--- Selected passage ---

The property market is ever changing and at the time of writing some non-essential retailers have returned to the high street and there has just been an announcement that the Government has relaxed the two-metre social distancing rule for certain parts of the leisure sector.
The market is seeing a (very) gradual increase in activity, albeit working up from a low base.
The advice remains that employees should only be asked to go the office if they cannot do their job from home and occupiers have been bombarded with advice about how to make their workplaces safe.
Most occupiers have been ‘feeling their way’ as they gain a better understanding of how these changes will work on a daily basis. The announcement that social distancing has been reduced to one metre, should make a significant difference to how and when businesses return to the office.
The key will be how returning staff adapt to new working practices, how comfortable staff feel using public transport and when they return and to what extent any behavioural changes become permanent.
Most companies will therefore adapt with a balance of continued working from home and less densely occupied office space, until such time as the social distancing restrictions are lifted altogether or a vaccine can be found. They will doubtless avoid making long-term decisions until or unless they have found some sort of equilibrium.
Somewhat surprisingly, there has been a healthy level of interest from some occupiers seeking new premises. Since the lockdown restrictions in relation to property inspections were loosened, towards the end of May, we have noted a 55% increase in the number of viewings compared to same period last year.
That said, one sector alone is generating all the activity and that is food-convenience stores, delis, cafés, take-aways or restaurants. The sector was undeniably encountering some extreme difficulties prior to Covid-19 and in many instances the pandemic has merely accelerated the decline of those comparison retailers like Debenhams, Monsoon and Cath Kidston. It is no surprise therefore, that we have seen a 60% increase in the number of new instructions coming to the market, compared to last year, with the expectation of more to come.
It remains to be seen exactly what sort of shape the sector will be in as we emerge, but it is reassuring that there are still many retailers out there who have confidence in the future of physical stores at a time when ‘online’ retailing has probably never had it so good.
While there has been limited transactional activity, the appetite and weight of capital for property investment remains strong, particularly from private wealth and the smaller property companies. We have seen a strong demand for quality assets let to strong covenants on long leases, with convenience store investments at the lower end of the market leading the way. Such properties are generally let to the likes of Coop, Tesco and Sainsbury held on 15-year leases and CPI linked rent increases, often with the benefit of onsite parking.
Assets with underlying development upside also remain in demand as do industrial and warehouse assets.
The retail and leisure investment market has understandably been quiet during the pandemic and the situation for larger city centre offices currently looks uncertain. It is therefore difficult to assess where true value currently lies, but the expectation is generally that values will decline over the short term and recover strongly in 2021.
With the easing of lockdown, it will soon become apparent which operators and sectors have weathered the storm best, but for them the next hurdle is the June quarter, when for many the next payment of rent becomes due – this time without the benefit of the safety net, being the Government moratorium on the landlords’ normal methods of enforcement, which expired on June 30.

---

== Task ==
Return the part of the property market update above starting with "Somewhat surprisingly, there" and going on through "more to come.", copied word for word.

--- Data extracts ---

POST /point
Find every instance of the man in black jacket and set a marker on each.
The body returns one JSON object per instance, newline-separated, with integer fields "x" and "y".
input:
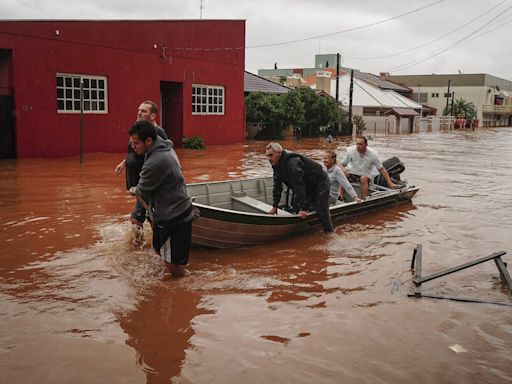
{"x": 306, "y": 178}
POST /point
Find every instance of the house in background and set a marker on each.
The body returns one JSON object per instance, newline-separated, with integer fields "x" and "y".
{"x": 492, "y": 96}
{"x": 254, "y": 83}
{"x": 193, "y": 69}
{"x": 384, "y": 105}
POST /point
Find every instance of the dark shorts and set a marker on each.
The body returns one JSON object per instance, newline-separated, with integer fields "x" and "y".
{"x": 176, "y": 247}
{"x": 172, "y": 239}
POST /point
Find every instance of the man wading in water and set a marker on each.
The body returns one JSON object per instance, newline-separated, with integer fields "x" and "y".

---
--- Data extracts ---

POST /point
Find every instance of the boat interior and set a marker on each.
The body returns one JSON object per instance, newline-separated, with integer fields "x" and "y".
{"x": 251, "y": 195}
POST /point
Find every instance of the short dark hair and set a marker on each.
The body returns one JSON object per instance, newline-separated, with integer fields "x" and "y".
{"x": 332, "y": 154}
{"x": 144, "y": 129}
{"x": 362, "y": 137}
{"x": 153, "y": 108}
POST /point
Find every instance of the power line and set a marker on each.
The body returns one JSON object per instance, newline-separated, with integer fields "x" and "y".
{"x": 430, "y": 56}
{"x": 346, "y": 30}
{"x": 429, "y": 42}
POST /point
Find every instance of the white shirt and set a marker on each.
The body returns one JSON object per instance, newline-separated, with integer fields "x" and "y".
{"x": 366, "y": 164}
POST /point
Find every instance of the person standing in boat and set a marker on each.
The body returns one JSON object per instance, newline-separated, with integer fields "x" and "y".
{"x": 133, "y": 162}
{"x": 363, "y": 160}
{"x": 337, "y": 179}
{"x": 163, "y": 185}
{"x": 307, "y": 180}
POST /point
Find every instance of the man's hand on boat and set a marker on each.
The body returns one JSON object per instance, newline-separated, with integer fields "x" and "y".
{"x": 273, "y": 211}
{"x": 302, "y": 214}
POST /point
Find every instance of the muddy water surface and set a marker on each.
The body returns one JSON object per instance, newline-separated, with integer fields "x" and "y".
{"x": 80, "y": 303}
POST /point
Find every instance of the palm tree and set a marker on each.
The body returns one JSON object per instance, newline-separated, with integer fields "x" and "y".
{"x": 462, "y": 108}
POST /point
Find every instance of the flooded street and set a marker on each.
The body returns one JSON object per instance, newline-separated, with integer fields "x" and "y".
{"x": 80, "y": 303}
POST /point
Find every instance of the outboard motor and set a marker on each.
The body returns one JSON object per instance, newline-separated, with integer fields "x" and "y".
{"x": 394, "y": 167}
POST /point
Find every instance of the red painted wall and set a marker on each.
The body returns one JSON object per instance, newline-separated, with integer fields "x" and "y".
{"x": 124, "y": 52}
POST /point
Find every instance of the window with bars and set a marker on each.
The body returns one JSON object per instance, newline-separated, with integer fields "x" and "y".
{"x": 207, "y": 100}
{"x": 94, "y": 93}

---
--- Data extracts ---

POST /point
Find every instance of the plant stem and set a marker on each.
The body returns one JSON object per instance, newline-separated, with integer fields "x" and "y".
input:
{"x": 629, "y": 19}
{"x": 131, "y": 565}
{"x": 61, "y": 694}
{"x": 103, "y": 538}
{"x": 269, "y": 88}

---

== Solved exercise ==
Somewhat surprisingly, there has been a healthy level of interest from some occupiers seeking new premises. Since the lockdown restrictions in relation to property inspections were loosened, towards the end of May, we have noted a 55% increase in the number of viewings compared to same period last year.
That said, one sector alone is generating all the activity and that is food-convenience stores, delis, cafés, take-aways or restaurants. The sector was undeniably encountering some extreme difficulties prior to Covid-19 and in many instances the pandemic has merely accelerated the decline of those comparison retailers like Debenhams, Monsoon and Cath Kidston. It is no surprise therefore, that we have seen a 60% increase in the number of new instructions coming to the market, compared to last year, with the expectation of more to come.